### Written request
Format the lines below as a JSON list of strings, with one string per line and any blank lines left out.

### Recorded information
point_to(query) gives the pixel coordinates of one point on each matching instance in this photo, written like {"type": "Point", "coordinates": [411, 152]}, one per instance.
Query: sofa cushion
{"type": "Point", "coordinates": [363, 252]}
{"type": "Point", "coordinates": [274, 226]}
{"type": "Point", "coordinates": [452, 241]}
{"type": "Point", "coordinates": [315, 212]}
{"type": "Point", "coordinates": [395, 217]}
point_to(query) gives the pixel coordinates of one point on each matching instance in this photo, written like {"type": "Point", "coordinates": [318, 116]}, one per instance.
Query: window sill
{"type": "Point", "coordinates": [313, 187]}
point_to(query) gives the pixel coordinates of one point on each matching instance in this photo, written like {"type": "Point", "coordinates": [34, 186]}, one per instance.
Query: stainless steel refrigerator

### Finished answer
[
  "point_to(query) gives the pixel coordinates of one point on each matching instance in this photo, written like {\"type\": \"Point\", \"coordinates\": [411, 152]}, one per instance.",
  "Query: sofa cushion",
  "{\"type\": \"Point\", \"coordinates\": [363, 252]}",
  "{\"type\": \"Point\", \"coordinates\": [274, 226]}",
  "{\"type\": \"Point\", \"coordinates\": [452, 241]}",
  "{\"type\": \"Point\", \"coordinates\": [315, 212]}",
  "{\"type\": \"Point\", \"coordinates\": [395, 217]}",
  "point_to(query) gives the pixel coordinates of one point on each matching instance in this photo, written like {\"type\": \"Point\", \"coordinates\": [318, 116]}, one per instance.",
  "Query: window sill",
  "{\"type\": \"Point\", \"coordinates\": [313, 187]}",
  "point_to(query) gives the pixel coordinates of one point on each matching instance in this photo, written like {\"type\": \"Point\", \"coordinates\": [34, 186]}, one per instance.",
  "Query: stainless steel refrigerator"
]